Tasks and exercises:
1. List each class of slow-moving subaqueous landslide that the text on slow-moving subaqueous landslides below recognizes.
2. Carry on the text on slow-moving subaqueous landslides below, picking up after its final sentence.

Text shown:
Content starts
Classification and characteristics of slow-moving subaqueous landslides

Subaqueous landslides are a geohazard that can transport large amounts of sediment down-slope and trigger tsunamis. They may transport sedimentary material either in a catastrophic way or slowly and incrementally. Slow-moving subaqueous landslides (SMSL) are known to destabilise the seafloor and can be a precursor of catastrophic slope failure, but their mechanics and depositional processes are poorly known. SMSL behave and deform differently to catastrophic subaqueous landslides, yet the SMSL-specific morphological and structural characteristics have never been defined, and existing landslide classifications do not differentiate between different SMSL morphologies or failure styles. In this thesis, a review of the morphological and structural characteristics displayed by SMSL deposits in acoustic datasets (bathymetry, 2D & 3D seismic reflection) is conducted, and has been used to develop a process-based classification of SMSL. Four SMSL classes are recognised: creep, spread, slow flank slump and slow mudflow. The Tuaheni Landslide Complex (TLC), located offshore New Zealand, on the Northern Hikurangi Subduction Margin, is an example of SMSL showing a morphology reminiscent of a slow earthflow or a glacier. It shows a complex internal structure, consisting of a faulted creep deposit, resting on top of a lateral spread. The TLC is used as a case study in this thesis, with the objective of improving our understanding of SMSL dynamics. Interpretation of 3D seismic data allowed the mapping of the lateral boundaries of each TLC unit, indicating they are not genetically linked. These units are separated in time by ~5-14 ka and have distinct deformation mechanisms.
Content ends
Records supplied:
Content starts
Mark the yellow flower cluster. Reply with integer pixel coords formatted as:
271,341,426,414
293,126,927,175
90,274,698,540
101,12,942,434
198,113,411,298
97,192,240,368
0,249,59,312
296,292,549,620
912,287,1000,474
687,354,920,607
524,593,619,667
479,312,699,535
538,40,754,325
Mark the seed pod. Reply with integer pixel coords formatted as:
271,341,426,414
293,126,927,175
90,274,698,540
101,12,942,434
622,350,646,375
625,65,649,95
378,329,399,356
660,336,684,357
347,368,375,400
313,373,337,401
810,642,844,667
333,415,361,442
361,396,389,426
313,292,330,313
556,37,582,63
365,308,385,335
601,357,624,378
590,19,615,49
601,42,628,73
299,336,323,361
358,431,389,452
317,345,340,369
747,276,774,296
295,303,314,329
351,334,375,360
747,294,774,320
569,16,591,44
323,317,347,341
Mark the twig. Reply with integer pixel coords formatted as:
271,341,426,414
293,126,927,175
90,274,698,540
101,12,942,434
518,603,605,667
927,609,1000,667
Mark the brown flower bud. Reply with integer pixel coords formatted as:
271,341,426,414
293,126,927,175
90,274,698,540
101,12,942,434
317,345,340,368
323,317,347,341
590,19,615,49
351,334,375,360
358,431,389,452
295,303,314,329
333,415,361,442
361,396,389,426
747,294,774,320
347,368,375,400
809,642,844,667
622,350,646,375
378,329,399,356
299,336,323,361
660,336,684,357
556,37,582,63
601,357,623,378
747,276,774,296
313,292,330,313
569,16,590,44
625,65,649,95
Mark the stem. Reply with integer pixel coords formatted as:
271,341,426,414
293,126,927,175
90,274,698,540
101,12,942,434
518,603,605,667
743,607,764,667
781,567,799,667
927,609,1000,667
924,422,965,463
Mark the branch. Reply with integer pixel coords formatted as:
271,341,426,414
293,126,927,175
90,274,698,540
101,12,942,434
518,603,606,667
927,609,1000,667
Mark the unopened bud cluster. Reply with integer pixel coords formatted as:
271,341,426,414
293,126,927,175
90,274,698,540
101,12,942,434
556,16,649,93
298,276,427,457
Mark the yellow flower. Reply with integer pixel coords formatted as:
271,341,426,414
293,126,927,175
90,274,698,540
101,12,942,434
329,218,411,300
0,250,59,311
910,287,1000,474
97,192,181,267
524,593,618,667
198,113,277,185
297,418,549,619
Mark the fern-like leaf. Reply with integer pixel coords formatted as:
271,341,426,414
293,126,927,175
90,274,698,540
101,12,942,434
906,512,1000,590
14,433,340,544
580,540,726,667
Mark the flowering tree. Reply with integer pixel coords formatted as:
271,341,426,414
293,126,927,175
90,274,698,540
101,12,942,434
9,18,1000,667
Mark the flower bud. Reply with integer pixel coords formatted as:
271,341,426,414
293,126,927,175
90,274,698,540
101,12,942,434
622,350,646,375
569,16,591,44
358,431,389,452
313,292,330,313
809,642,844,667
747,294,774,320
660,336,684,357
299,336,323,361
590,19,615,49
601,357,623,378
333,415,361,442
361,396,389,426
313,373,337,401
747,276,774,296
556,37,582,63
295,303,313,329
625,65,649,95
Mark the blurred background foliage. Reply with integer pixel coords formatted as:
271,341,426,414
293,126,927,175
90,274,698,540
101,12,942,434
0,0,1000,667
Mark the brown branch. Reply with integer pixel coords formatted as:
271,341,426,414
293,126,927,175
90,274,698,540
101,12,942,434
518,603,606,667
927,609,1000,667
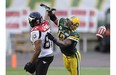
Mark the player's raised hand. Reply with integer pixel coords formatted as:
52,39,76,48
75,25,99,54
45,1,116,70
96,26,106,39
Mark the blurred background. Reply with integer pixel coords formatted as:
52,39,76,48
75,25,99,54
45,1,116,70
6,0,110,75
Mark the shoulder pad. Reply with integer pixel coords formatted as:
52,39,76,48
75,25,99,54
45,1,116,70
31,21,50,32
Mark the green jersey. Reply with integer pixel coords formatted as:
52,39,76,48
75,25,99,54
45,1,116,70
57,18,80,56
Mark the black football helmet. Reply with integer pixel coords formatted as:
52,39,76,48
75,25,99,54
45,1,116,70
28,12,43,27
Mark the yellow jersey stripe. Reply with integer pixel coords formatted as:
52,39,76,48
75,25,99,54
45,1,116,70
68,36,79,42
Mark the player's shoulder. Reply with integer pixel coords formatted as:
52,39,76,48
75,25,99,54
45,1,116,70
31,20,50,32
70,31,80,38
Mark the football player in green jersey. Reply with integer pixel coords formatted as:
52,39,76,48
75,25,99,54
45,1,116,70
47,7,81,75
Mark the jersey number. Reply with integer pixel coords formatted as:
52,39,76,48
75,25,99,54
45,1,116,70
43,35,50,49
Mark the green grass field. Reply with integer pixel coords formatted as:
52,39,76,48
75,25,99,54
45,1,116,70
6,67,110,75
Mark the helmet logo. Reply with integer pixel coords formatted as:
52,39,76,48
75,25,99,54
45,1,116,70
29,17,35,21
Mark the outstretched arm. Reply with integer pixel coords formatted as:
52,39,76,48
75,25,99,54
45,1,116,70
47,33,72,47
30,40,41,63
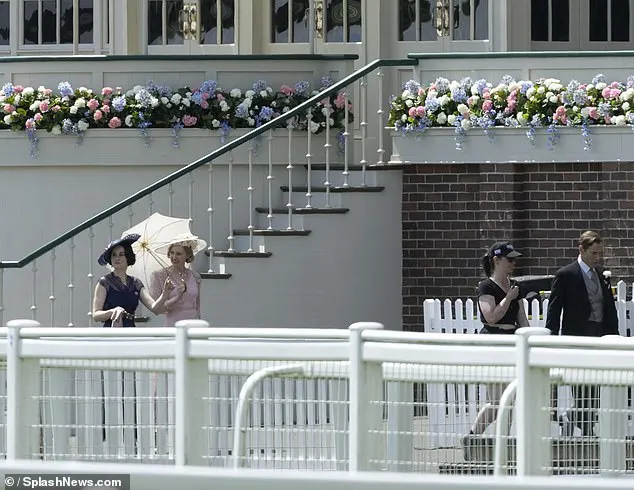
Content ends
Task results:
1. creep, spread, slow flank slump, slow mudflow

2.
Using core description, enhanced core image and borehole resistivity image logs acquired at International Ocean Discovery Program (IODP) drill Site U1517, the internal structure of the TLC is characterised at the mm- to m-scale. Resistivity image analysis provides azimuthally oriented bedding and fracture data, from which the internal structure of formations can be characterised. This thesis is the first study to use resistivity image logs to interpret the internal structure of subaqueous mass-transport deposits (MTDs). The analysis of resistivity images indicates the presence of vertically stacked blocks in the TLC’s lower unit, including an undeformed basal slab. Fracture orientation patterns suggest that TLC blocks were subjected to different stresses. Using data from four IODP drill sites from both active and passive margins, resistivity image logs are used to compare internal deformation in SMSL and in catastrophically emplaced MTDs. Although no significant SMSL-specific internal deformation patterns are found from image log analysis, MTDs show structural trends distinct from the background undeformed units. This novel approach may be used to identify MTDs in drilling data and provide information on emplacement style and pore fluid connectivity.